TASK DESCRIPTION ▸ Reproduce each of the entries that follow, exactly.
[DATA PROVIDED — start]
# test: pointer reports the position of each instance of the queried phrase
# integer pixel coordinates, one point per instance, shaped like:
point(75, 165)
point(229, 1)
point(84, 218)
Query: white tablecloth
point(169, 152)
[DATA PROVIDED — finish]
TASK SOLUTION ▸
# test: pointer reports the position of each instance of the queried phrase
# integer pixel coordinates, one point per instance, shaped like:
point(75, 165)
point(229, 1)
point(84, 218)
Query: white tablecloth
point(169, 152)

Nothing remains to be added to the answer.